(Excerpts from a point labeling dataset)

☆ ☆ ☆

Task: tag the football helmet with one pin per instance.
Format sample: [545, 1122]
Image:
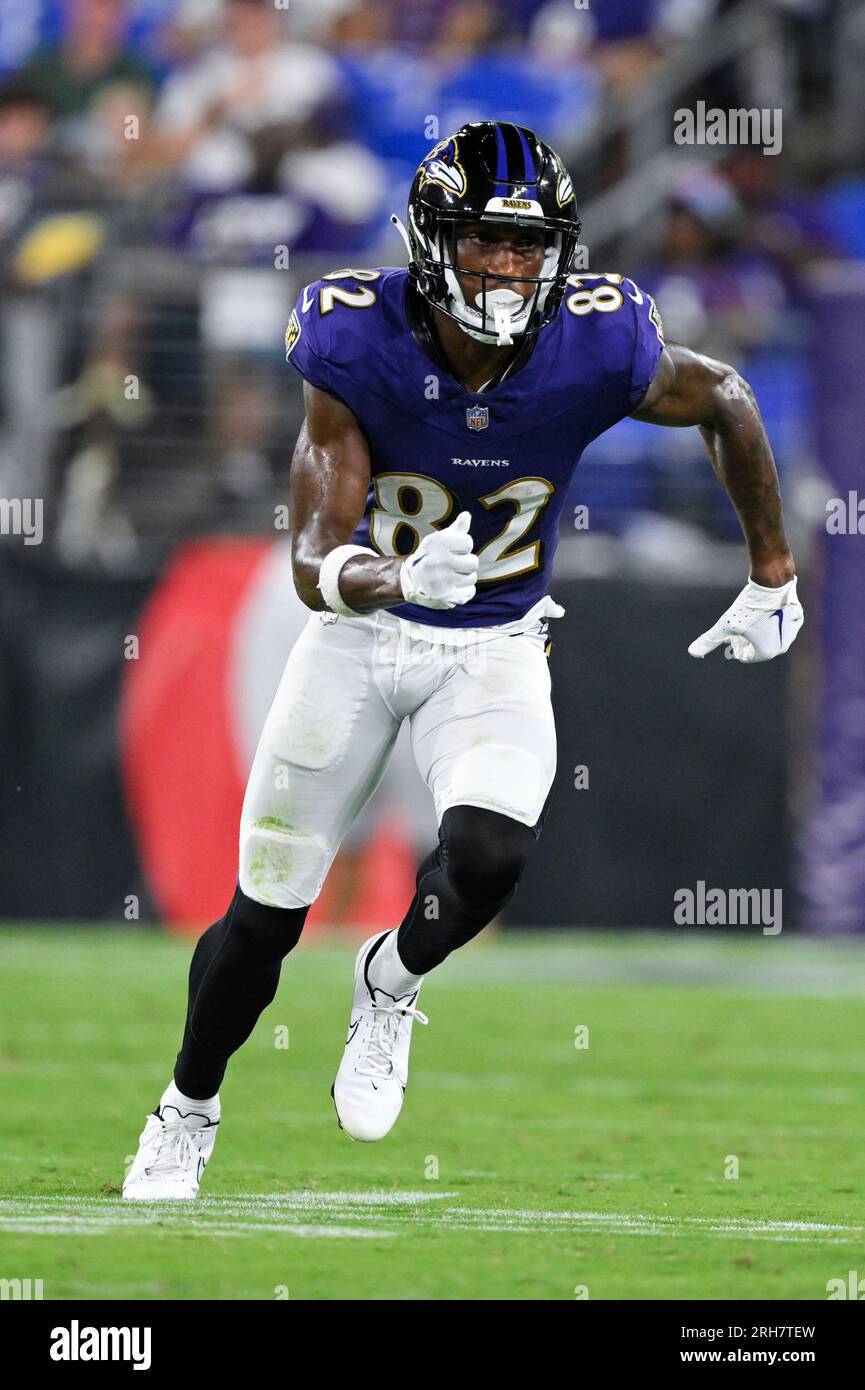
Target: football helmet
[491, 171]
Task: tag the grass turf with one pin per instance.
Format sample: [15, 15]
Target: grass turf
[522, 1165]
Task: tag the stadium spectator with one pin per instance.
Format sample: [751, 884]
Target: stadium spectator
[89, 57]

☆ ☆ ☆

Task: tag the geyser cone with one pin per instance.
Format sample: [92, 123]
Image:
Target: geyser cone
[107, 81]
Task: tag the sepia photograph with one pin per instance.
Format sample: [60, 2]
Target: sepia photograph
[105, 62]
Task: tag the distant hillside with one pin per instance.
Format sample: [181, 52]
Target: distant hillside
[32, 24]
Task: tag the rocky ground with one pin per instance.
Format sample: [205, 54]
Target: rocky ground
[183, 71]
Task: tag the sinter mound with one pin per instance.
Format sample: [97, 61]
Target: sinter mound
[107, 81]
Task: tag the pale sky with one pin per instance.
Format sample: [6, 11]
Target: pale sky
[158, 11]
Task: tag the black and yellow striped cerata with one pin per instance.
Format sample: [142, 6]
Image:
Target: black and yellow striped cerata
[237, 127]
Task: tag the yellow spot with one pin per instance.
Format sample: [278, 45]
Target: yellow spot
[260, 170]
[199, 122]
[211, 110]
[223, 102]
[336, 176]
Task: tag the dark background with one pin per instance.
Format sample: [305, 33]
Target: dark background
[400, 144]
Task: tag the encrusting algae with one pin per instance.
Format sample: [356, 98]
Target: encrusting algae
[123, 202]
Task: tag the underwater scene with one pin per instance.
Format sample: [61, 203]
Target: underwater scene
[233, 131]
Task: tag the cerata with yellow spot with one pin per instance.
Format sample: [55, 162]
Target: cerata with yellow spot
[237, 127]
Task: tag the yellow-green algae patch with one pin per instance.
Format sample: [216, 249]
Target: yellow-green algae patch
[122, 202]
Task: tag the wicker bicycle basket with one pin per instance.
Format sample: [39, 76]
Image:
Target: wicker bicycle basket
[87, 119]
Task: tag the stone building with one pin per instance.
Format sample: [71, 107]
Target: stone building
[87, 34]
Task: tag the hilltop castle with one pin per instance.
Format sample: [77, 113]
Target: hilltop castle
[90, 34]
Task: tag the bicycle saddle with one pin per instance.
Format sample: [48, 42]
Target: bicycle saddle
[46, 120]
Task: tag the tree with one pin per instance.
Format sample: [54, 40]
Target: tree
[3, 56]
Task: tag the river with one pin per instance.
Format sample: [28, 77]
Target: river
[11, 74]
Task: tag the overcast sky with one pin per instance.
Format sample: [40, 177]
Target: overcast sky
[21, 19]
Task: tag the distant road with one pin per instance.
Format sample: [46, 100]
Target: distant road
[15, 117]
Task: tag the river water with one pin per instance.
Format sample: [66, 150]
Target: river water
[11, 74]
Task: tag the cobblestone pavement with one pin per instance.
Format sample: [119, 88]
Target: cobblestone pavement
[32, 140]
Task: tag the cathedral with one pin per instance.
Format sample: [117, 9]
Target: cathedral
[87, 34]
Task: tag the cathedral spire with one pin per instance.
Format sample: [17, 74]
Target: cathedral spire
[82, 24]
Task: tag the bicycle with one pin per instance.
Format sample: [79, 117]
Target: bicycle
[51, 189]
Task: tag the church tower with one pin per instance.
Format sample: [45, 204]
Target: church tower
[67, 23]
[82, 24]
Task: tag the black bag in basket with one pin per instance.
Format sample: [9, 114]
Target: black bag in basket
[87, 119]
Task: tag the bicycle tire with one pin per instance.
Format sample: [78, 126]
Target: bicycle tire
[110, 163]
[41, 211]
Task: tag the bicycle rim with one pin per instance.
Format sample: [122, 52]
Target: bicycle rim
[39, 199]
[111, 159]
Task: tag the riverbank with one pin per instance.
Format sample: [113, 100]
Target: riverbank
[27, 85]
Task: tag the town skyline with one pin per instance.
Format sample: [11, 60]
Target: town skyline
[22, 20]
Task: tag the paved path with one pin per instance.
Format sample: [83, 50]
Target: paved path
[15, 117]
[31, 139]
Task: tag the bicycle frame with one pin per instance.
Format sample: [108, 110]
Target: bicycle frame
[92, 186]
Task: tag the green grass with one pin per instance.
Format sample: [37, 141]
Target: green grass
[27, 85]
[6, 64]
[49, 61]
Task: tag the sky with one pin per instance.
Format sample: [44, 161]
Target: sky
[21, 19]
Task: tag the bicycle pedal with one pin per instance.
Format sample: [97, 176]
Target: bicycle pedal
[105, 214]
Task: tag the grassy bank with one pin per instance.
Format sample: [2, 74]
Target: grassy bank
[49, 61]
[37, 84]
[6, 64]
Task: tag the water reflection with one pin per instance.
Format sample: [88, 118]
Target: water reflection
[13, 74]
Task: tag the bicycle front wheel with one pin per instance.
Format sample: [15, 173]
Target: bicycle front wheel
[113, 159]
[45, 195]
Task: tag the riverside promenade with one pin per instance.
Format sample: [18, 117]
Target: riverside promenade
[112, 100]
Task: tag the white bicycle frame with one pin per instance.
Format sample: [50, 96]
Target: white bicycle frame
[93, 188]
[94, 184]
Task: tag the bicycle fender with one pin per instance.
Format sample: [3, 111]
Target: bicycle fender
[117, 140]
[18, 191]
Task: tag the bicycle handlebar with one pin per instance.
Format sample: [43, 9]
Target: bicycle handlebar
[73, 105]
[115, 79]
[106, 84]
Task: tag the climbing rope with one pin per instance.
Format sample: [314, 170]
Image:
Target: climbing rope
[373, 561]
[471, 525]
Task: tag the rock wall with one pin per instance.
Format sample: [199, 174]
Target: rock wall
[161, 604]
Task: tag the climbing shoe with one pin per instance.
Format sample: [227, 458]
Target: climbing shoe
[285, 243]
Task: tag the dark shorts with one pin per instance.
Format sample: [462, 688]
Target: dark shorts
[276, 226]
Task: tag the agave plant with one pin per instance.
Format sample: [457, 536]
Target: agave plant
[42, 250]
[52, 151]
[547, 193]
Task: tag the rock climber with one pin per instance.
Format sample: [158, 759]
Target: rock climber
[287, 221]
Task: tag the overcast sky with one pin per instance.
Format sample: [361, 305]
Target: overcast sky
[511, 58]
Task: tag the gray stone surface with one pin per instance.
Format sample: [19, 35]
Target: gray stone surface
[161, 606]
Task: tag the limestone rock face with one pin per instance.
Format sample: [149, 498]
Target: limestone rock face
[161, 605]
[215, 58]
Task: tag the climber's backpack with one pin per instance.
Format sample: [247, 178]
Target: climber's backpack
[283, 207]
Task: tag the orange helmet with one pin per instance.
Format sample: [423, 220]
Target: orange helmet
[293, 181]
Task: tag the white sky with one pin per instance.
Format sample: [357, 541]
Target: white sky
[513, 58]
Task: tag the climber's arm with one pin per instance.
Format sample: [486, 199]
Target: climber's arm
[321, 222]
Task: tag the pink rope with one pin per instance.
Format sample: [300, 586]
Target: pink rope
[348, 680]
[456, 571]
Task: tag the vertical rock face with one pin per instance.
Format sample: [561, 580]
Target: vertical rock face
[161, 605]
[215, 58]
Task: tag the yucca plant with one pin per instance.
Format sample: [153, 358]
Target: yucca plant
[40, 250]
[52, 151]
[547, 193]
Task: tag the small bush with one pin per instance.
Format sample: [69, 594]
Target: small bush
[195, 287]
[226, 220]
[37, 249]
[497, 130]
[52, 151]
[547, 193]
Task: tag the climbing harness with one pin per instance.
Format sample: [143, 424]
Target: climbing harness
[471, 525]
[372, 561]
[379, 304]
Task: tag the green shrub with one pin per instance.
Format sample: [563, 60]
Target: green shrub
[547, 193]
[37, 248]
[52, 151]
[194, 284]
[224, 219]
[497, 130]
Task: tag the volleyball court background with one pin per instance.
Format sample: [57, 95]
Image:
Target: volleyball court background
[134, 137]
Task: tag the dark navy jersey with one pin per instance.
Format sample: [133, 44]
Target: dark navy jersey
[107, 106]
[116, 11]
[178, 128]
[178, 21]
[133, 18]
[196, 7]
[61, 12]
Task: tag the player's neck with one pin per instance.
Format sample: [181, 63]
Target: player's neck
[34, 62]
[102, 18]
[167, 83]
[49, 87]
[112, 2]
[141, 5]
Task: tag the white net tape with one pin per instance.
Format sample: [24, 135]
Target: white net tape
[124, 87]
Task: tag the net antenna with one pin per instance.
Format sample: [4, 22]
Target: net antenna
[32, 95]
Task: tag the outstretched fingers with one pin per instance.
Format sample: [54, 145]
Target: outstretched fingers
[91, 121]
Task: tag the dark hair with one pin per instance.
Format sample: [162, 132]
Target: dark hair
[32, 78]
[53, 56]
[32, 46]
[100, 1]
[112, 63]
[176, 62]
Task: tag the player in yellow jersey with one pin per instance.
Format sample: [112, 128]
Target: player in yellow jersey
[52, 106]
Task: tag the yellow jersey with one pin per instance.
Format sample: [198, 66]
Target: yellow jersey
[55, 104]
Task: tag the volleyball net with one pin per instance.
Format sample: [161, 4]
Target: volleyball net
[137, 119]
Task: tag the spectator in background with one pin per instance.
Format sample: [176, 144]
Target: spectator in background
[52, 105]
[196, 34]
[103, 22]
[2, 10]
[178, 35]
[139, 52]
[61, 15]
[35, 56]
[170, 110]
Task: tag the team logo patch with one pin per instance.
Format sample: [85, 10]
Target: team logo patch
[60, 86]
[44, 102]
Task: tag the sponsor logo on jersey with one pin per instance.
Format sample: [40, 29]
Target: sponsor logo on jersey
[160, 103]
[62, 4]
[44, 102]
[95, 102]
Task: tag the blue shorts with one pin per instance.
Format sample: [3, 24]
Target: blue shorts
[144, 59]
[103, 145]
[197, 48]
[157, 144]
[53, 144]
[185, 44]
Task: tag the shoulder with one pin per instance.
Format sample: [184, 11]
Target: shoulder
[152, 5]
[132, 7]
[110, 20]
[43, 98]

☆ ☆ ☆

- EXERCISE DETAILS
List each line of the material above that contains the string "spot".

- PROBLEM SOLUTION
Task: tag the yellow spot with one pin per instance.
Target: yellow spot
Task: tag the cerata with yellow spot with one pin per instance.
Target: cerata with yellow spot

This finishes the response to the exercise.